● **EXERCISE TASK**
Print the material below line for line, changing nothing.

● **STORED RECORDS**

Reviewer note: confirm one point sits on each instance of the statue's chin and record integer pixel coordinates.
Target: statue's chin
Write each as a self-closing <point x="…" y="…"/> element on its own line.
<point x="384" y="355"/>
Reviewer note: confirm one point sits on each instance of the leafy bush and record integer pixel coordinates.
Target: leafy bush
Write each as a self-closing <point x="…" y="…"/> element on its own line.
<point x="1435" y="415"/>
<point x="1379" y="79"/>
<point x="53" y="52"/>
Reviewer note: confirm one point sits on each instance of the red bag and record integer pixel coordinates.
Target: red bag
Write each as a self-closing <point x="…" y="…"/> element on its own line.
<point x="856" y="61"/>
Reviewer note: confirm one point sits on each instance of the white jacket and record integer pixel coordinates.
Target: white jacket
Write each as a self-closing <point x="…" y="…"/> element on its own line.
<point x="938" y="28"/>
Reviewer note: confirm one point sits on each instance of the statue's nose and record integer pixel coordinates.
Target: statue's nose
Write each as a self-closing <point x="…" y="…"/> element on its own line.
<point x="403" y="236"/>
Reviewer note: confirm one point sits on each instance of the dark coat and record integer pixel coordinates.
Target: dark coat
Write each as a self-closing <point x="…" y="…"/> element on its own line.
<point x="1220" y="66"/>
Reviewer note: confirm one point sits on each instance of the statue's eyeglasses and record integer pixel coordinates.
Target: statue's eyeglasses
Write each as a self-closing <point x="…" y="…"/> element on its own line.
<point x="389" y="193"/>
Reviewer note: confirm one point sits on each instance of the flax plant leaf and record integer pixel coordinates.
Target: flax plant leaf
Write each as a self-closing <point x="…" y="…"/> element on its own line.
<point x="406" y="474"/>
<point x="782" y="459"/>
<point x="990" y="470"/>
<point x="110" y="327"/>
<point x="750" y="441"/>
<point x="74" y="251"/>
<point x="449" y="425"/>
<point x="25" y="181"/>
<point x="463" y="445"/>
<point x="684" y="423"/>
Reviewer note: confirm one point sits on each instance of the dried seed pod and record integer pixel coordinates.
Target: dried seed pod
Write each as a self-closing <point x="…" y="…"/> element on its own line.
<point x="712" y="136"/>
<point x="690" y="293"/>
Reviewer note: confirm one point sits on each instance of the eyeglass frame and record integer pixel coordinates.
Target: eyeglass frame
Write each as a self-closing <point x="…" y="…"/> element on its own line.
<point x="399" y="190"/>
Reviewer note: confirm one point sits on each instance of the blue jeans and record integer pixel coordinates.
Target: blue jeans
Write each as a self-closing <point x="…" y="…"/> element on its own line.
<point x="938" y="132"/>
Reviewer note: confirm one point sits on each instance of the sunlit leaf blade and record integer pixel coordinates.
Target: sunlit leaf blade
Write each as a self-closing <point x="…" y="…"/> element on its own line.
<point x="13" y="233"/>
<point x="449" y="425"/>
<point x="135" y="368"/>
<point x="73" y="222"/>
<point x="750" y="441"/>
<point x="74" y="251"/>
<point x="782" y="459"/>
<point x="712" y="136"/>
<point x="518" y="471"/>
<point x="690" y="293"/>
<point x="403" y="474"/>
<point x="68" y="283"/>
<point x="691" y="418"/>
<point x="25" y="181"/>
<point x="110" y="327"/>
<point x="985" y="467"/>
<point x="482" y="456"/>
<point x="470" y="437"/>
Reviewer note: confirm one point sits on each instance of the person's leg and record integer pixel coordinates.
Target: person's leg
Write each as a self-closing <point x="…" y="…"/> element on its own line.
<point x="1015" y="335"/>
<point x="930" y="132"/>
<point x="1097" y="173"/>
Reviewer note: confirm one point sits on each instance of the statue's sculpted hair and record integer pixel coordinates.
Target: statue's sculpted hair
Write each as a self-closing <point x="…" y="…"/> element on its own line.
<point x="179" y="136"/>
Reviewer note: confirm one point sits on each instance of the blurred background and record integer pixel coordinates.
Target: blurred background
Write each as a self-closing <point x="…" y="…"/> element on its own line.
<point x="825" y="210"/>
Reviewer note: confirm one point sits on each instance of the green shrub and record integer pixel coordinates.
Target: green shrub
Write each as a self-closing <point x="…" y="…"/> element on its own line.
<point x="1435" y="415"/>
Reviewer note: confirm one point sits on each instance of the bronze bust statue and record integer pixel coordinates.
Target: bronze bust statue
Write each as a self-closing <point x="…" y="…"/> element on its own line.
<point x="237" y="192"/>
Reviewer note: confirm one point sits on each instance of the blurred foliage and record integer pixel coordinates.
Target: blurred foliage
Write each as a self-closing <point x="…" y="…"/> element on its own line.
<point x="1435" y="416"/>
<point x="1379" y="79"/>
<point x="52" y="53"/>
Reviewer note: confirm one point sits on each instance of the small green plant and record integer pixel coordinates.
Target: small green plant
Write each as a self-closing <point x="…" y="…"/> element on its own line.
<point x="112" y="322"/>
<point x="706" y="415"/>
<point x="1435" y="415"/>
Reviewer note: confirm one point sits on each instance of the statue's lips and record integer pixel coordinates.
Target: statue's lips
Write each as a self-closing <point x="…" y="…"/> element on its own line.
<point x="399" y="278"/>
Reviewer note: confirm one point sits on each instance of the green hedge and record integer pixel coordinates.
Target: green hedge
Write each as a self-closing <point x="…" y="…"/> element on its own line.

● **TASK OUTPUT**
Reviewer note: confirm one point sits on each instance of the statue's chin and record integer pixel coordinates.
Target: statue's chin
Write each as a self-closing <point x="…" y="…"/> element on its own line.
<point x="384" y="355"/>
Reviewer note: confirm one point sits on each instance of the leafy bush and record integer pixel coordinates.
Target: leafy bush
Write each as a self-closing <point x="…" y="…"/> element on its own line.
<point x="1435" y="415"/>
<point x="1379" y="79"/>
<point x="53" y="52"/>
Reviewer note: confirm one point sits on each instance of the red bag and record integer pixel coordinates.
Target: red bag
Write each as a self-closing <point x="…" y="…"/> element on its own line.
<point x="856" y="61"/>
Reviewer note: confirm one point sits on each instance of the white jacket and record integer pixel coordinates.
Target: white jacket
Write each as a self-closing <point x="…" y="…"/> element on its own line.
<point x="938" y="28"/>
Reviewer note: confirm one point sits on each instance of the statue's nose and record integer pixel coordinates.
Target: statue's nose
Write each as a self-closing <point x="…" y="…"/> element on its own line.
<point x="403" y="236"/>
Reviewer note: confirm one point sits on each instance of the dark coat and record integer pixel coordinates.
Target: dark coat
Write each as a self-closing <point x="…" y="…"/> element on its own line.
<point x="1220" y="66"/>
Reviewer note: confirm one point sits on each instance of the statue's eyeglasses and record integer pixel coordinates.
Target: statue's eyeglasses
Write each as a self-closing <point x="…" y="…"/> element on its own line.
<point x="389" y="193"/>
Reviewer note: confirm one point sits on each instance of the flax plant leaf and record integer pixel coordinates.
Target: flax plant leaf
Write each as a self-closing <point x="…" y="…"/> element on its own line.
<point x="406" y="474"/>
<point x="782" y="459"/>
<point x="990" y="470"/>
<point x="110" y="327"/>
<point x="750" y="441"/>
<point x="74" y="251"/>
<point x="449" y="425"/>
<point x="25" y="181"/>
<point x="463" y="445"/>
<point x="684" y="423"/>
Reviewer note: confirm one point sits on each instance of the dried seed pod and record integer pixel coordinates.
Target: dried seed pod
Write each as a self-closing <point x="…" y="…"/> element on its own line.
<point x="712" y="136"/>
<point x="690" y="293"/>
Reviewer note: confirm one point sits on each instance of the eyeglass frame and record integer pixel coordinates.
Target: eyeglass frame
Write each as a self-closing <point x="…" y="…"/> element on its own line.
<point x="399" y="190"/>
Reviewer note: confirm one point sits on each instance of the blue jeans and record integer pixel coordinates.
Target: blue jeans
Write each as a self-closing <point x="…" y="…"/> element on its own line.
<point x="938" y="132"/>
Reviewer note: confirm one point sits on each instance of the sunlit leaf blade and record integer pixel coordinates.
Target: sunlit leaf blade
Write each as a self-closing <point x="…" y="…"/> element on its own line.
<point x="13" y="233"/>
<point x="449" y="425"/>
<point x="135" y="368"/>
<point x="73" y="222"/>
<point x="750" y="441"/>
<point x="74" y="251"/>
<point x="782" y="459"/>
<point x="712" y="136"/>
<point x="518" y="471"/>
<point x="690" y="293"/>
<point x="403" y="474"/>
<point x="68" y="283"/>
<point x="691" y="418"/>
<point x="25" y="181"/>
<point x="110" y="327"/>
<point x="985" y="467"/>
<point x="482" y="456"/>
<point x="470" y="437"/>
Reviewer note: confirm one point sits on each instance of the person's leg and record integer pixel coordinates.
Target: person's leg
Write each as a self-closing <point x="…" y="…"/> element on its own line.
<point x="1015" y="335"/>
<point x="930" y="132"/>
<point x="1097" y="173"/>
Reviewer note: confirm one point sits on each instance of the statue's sculpted hair and record integer pixel coordinates.
Target: statue's sculpted hair
Write each as a self-closing <point x="…" y="…"/> element on its own line.
<point x="179" y="136"/>
Reviewer note: confirm one point sits on each instance of the blurred background and record integer pixel coordinates.
Target: blurred background
Write each as a self-closing <point x="…" y="…"/> element on its own line.
<point x="825" y="210"/>
Reviewer note: confirm one point sits on each instance of the green shrub and record integer pixel coordinates.
Target: green shrub
Write each as a self-closing <point x="…" y="…"/> element on its own line.
<point x="1435" y="415"/>
Reviewer note: confirm one point sits on each instance of the bronze bust statue and record integer pixel coordinates.
Target: bronze bust statue
Write each as a self-closing <point x="…" y="…"/> element on its own line.
<point x="237" y="192"/>
Reviewer note: confirm one point sits on each instance of the blurred foliage and record integer pixel coordinates.
Target: blurred foliage
Write each as a self-closing <point x="…" y="…"/> element on its own line.
<point x="1435" y="416"/>
<point x="1379" y="79"/>
<point x="52" y="53"/>
Reviewer note: confirm one point sits on each instance of the small green plant and record integer pixel coordinates.
Target: small green plant
Write each as a self-closing <point x="…" y="…"/> element on its own line.
<point x="112" y="322"/>
<point x="706" y="415"/>
<point x="1435" y="415"/>
Reviewer note: confirm one point sits on each instance of the statue's lips and record integer pixel coordinates.
Target: statue's lips
Write each as a self-closing <point x="…" y="…"/> element on its own line.
<point x="399" y="278"/>
Reviewer note: confirm one point sits on each instance of the green hedge and record integer pixel coordinates.
Target: green hedge
Write each as a self-closing <point x="…" y="…"/> element on its own line.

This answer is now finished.